SELECTED EXCERPT:
>> START

# Add one more to the horn crowd! ID comp CD2s



## slimxb8 (Sep 1, 2018)

Picked up some image Dynamics comp cd2s from my bud last night. 

What is the lowest I can cross these over at? And what slope? I can go up to 48 using a minidsp.

Current set up is 4s and tweets in A pillars, and 6.5s in doors. 350hz and up on the 4s. Looking to get rid of those and hopefully gain a wider and deeper stage. Stage does "horseshoe" some but very level.


----------



## Eric Stevens (Dec 29, 2007)

The CD2 Comp can play as low as 600 Hz but gets forward and harsh in the upper midrange if pushed hard when crossed this low. Suggested is 800 Hz @ 24 or 48. Steeper slope will help minimize any effects of PLD with the midbass.

Clean and inspect the compression drivers before use. To do this use masking tape folded for two sticky sides out and drag it through the VC gap to clean the gap.


----------



## slimxb8 (Sep 1, 2018)

Thank you Eric!


----------



## slimxb8 (Sep 1, 2018)

I mocked them up tonight, quick TA,and ran it threw REW. 
I have NEVER EVER heard anything this smooth and warm. No weird phase issues. Very littleTA.

Stage is already high and big! Just what I was missing.

What can I do about some ques coming from the right that pull image down to opening of right horn?

For instance, in hotel Cali live, there is a wood block being played and I hear it at the glove box. 
Can something like thin foam be put on the part of the horn that you see to soften the localization of a few frequencies? 

I dont think I'ma gonna have room to get it deeper than flush with dash.


----------



## Eric Stevens (Dec 29, 2007)

slimxb8 said:


> I mocked them up tonight, quick TA,and ran it threw REW.
> I have NEVER EVER heard anything this smooth and warm. No weird phase issues. Very littleTA.
> 
> Stage is already high and big! Just what I was missing.
> ...


No foam or other treatments, the sound is mostly acting like a liquid until well after the horn mouth so its not a reflection or refraction within the horn. If you are localizing to the horn there is something causing frequency steering or its a lobing effect through the crossover region between horn and midbass. First thing I would try is reversing phase of the horns relative to the midbass, or you can try some delay on the midbass.

>> END

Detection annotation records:
>> START

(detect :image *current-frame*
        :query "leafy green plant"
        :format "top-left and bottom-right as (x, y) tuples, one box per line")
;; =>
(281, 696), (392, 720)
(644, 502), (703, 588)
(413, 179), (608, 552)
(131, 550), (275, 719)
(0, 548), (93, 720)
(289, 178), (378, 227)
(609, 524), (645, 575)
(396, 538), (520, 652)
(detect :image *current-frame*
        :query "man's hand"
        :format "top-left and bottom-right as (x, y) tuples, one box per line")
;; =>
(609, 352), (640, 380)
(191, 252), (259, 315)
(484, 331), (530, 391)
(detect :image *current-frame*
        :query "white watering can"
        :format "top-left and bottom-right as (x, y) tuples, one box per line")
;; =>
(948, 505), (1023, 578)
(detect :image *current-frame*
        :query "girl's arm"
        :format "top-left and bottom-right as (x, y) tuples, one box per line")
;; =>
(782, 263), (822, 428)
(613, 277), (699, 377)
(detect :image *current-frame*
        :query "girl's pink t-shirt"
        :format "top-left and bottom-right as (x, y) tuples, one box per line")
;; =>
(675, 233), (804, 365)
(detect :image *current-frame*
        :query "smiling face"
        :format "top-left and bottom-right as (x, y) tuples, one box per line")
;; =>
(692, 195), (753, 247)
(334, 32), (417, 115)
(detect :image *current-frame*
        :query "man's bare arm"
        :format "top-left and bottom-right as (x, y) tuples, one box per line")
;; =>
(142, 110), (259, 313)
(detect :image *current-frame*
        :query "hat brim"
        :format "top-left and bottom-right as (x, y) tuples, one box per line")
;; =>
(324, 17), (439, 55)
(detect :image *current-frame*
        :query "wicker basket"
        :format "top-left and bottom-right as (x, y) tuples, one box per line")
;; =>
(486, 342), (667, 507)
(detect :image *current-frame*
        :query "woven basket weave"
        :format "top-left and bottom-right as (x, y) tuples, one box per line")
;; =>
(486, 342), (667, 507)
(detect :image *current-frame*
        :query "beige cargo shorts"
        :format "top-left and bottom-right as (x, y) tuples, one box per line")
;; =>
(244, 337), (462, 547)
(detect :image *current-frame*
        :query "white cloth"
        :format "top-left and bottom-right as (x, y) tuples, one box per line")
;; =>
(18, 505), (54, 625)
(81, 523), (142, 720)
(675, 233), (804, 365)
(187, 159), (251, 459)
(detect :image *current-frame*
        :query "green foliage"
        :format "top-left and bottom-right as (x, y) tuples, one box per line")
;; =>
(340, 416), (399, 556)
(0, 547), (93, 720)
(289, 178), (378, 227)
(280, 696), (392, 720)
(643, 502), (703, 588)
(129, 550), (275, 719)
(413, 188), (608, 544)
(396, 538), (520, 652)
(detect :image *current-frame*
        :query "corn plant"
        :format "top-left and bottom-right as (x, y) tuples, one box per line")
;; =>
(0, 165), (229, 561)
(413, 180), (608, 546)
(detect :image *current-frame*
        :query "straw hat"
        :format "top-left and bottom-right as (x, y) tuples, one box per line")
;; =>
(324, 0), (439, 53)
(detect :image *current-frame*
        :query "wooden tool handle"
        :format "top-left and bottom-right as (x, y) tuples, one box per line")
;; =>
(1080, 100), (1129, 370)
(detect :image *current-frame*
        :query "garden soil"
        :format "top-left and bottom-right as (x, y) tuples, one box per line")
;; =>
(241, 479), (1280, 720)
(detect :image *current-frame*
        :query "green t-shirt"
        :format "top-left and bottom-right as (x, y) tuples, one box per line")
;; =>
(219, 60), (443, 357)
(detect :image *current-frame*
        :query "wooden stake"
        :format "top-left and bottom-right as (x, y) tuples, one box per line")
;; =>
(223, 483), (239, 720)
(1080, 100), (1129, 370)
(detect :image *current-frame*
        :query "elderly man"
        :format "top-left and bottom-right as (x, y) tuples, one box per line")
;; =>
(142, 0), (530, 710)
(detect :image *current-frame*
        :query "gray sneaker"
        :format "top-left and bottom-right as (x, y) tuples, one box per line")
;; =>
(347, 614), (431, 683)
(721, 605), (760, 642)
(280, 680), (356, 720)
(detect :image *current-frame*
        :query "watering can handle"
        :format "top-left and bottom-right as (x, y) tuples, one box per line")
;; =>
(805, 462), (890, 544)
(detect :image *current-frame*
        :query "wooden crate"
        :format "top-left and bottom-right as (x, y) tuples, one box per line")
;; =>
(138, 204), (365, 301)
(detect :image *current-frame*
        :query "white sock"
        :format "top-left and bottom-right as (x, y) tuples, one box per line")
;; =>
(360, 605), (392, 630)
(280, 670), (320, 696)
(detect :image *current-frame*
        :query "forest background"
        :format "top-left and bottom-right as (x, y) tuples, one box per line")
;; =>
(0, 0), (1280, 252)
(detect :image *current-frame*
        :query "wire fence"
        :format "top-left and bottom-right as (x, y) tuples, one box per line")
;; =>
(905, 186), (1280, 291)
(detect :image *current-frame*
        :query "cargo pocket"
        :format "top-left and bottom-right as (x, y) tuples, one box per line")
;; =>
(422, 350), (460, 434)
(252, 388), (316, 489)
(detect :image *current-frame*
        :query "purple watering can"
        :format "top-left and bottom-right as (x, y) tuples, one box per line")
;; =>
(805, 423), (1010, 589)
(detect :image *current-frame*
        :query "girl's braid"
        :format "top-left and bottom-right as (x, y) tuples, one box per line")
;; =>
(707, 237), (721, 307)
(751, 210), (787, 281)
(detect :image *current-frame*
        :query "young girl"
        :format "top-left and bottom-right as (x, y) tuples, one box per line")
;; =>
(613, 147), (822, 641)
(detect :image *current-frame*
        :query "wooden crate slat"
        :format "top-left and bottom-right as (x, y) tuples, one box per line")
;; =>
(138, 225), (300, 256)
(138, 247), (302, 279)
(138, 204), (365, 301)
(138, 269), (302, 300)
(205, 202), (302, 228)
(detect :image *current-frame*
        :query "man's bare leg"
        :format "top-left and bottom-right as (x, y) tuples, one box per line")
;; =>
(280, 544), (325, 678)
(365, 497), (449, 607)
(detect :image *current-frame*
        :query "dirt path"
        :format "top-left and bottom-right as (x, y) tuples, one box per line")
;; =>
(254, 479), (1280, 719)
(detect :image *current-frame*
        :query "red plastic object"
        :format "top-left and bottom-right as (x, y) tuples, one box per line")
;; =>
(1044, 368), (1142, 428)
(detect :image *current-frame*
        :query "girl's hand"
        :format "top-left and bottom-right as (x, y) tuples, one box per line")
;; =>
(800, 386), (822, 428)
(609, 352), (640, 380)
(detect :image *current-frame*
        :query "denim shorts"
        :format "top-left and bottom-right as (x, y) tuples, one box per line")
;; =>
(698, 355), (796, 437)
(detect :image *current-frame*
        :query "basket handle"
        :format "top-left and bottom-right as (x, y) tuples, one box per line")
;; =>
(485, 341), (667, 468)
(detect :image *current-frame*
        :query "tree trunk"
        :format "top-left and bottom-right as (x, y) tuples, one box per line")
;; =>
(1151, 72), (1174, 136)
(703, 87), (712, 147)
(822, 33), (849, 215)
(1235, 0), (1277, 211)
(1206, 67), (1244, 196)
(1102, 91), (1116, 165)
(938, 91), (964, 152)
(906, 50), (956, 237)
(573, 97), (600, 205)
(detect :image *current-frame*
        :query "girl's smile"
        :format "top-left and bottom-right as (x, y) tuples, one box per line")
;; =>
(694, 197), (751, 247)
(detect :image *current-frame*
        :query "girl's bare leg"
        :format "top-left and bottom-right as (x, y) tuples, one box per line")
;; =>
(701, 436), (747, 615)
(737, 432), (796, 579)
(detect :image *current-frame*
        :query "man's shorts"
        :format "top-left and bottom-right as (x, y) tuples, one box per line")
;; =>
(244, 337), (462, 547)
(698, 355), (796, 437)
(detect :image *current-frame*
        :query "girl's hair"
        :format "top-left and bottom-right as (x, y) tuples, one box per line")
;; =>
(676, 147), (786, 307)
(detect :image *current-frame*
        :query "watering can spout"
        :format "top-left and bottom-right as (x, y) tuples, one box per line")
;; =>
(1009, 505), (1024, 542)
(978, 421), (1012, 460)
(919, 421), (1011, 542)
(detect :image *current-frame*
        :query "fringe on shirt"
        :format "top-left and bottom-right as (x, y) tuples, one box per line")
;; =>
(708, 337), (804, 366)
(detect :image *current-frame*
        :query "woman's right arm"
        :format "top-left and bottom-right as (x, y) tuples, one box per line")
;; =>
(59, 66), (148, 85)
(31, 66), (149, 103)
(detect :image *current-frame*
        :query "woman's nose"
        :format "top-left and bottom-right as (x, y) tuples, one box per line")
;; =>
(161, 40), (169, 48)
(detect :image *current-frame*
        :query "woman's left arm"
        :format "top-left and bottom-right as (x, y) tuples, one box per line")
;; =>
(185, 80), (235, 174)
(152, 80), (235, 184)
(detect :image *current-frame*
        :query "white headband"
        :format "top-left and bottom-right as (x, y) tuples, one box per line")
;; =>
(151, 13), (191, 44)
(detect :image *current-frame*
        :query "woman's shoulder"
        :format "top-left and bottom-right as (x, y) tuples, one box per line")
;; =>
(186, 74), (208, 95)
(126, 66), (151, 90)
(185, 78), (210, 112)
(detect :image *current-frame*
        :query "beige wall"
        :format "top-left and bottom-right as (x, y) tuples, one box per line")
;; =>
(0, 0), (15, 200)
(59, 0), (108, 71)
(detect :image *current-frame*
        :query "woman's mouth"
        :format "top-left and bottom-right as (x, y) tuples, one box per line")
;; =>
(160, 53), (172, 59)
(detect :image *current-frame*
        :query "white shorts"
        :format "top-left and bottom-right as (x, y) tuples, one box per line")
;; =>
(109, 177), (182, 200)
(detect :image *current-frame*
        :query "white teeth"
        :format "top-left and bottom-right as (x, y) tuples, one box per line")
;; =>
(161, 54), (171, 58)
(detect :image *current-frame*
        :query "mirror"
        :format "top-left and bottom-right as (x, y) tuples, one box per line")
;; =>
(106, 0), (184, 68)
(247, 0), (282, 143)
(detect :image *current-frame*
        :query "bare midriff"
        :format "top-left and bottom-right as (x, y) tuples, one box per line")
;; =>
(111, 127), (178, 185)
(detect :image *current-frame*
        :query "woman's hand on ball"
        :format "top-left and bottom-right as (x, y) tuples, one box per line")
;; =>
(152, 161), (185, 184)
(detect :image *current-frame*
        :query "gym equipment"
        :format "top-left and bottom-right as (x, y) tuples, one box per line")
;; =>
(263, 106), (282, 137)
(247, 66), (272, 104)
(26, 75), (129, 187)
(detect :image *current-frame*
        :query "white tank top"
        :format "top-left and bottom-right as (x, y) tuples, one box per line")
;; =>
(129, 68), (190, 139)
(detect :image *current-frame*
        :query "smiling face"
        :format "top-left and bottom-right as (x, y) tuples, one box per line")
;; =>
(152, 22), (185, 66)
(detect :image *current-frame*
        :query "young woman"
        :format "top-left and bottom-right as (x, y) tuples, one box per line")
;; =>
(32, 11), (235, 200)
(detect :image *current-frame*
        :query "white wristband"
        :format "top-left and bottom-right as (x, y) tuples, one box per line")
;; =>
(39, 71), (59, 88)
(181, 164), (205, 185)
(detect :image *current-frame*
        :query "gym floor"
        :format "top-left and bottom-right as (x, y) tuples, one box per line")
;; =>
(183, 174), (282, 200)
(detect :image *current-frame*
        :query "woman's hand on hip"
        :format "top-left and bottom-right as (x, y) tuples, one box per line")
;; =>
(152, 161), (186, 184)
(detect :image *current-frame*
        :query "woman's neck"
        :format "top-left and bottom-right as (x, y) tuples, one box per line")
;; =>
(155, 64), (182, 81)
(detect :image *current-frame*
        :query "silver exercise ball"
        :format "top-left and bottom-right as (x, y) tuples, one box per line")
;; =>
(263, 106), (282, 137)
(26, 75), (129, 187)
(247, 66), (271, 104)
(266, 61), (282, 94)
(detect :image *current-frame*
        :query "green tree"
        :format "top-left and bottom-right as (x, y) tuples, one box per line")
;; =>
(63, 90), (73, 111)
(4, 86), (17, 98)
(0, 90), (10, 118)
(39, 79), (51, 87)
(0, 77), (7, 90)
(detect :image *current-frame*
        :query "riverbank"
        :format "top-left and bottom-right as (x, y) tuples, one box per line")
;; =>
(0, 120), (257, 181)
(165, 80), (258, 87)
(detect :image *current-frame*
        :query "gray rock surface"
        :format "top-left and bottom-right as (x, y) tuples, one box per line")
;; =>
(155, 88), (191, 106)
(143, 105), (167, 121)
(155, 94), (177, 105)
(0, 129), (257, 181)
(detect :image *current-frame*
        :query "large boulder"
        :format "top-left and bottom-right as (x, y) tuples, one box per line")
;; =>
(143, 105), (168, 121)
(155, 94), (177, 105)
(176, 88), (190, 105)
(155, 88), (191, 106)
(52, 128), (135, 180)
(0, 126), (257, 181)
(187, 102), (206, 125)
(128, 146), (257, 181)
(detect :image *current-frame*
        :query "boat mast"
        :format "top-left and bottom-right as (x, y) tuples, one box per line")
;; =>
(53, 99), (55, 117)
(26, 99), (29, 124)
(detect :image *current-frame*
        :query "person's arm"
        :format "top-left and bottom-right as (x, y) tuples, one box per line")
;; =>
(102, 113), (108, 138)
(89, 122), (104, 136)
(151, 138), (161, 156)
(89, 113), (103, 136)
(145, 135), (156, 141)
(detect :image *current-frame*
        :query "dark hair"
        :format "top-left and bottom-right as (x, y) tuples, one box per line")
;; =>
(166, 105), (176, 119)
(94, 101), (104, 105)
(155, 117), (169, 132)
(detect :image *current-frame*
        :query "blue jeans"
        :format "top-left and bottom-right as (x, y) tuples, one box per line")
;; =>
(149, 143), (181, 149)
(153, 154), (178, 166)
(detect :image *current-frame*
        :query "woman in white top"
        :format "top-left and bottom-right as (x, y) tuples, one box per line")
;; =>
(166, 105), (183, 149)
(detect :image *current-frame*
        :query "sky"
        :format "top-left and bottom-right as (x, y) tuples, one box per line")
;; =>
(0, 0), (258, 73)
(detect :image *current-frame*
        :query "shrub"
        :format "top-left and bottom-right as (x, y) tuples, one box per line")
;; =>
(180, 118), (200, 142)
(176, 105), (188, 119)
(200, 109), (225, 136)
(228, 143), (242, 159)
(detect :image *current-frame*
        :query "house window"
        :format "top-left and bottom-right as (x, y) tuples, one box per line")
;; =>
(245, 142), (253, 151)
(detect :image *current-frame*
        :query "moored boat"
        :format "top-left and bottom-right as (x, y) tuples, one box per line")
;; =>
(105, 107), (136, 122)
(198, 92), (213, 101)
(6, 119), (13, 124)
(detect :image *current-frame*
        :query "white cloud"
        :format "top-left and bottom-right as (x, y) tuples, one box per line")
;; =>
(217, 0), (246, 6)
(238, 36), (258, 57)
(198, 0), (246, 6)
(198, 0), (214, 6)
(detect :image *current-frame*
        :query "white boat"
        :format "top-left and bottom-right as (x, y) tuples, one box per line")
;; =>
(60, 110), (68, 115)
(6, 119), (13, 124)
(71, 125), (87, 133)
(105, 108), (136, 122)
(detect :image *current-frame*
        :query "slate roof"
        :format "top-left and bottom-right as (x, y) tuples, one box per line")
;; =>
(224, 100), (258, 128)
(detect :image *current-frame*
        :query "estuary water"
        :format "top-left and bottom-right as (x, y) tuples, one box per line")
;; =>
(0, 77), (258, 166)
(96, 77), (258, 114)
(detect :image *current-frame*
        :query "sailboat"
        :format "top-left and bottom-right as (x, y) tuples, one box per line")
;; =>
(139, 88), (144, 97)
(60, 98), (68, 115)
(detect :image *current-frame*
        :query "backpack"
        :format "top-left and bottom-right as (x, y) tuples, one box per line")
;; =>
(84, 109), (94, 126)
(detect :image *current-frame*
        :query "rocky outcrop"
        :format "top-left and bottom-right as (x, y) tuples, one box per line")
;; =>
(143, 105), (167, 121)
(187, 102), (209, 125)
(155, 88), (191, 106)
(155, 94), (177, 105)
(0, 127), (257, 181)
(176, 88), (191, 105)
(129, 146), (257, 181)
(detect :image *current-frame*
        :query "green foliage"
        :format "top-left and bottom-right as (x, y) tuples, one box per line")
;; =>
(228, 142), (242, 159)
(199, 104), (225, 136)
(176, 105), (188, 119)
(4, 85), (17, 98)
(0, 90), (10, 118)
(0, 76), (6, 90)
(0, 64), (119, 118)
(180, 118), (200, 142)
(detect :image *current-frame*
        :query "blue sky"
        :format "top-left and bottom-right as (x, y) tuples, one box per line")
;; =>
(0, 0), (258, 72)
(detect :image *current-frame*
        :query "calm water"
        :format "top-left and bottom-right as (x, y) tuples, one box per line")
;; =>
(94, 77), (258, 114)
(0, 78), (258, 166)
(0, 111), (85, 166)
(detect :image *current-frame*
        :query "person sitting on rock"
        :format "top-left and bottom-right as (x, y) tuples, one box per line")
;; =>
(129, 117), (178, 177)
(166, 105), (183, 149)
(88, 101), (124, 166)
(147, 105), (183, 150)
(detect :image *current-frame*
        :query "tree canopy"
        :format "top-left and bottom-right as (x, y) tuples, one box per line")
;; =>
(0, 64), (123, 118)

>> END

In the forum thread, what crossover point and slope are suggested for the CD2 Comp?

RESPONSE TO THE EXERCISE:
800 Hz, at a slope of 24 or 48.